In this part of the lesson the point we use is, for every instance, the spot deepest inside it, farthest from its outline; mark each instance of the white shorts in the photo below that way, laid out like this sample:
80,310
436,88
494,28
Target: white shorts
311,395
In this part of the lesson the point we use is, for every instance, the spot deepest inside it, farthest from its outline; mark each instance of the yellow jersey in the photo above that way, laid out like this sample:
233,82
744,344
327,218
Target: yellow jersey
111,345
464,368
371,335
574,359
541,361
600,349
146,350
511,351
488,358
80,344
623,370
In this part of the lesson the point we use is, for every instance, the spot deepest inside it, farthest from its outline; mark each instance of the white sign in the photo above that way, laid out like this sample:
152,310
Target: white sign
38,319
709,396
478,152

:::::

Can you copy out all of the material above, character for character?

REPLY TO THE EXERCISE:
In this part of the lesson the point we use is, for every instance, the spot deepest inside it, farthest from its outline; mark each instance of the white shorts in the photo below that way, laid out like this sample:
80,310
436,88
494,28
Target: white shorts
311,395
In this part of the lesson the point we use is, for every instance, the spot deepest inside it, farthest from its outline; mark each instance of the yellow jersey in the photo above that way, laid out like this sample:
233,82
744,344
327,218
Target: yellow jersey
111,345
464,368
371,335
574,359
541,361
600,349
146,350
511,351
488,358
80,344
623,370
In this part of the lesson the point we use is, for every instance, the spot deepest inside it, farthest from its outline; mark each instance of the white sign in the photo above that way, laid out like this sample:
152,310
Target: white sign
38,319
709,396
478,152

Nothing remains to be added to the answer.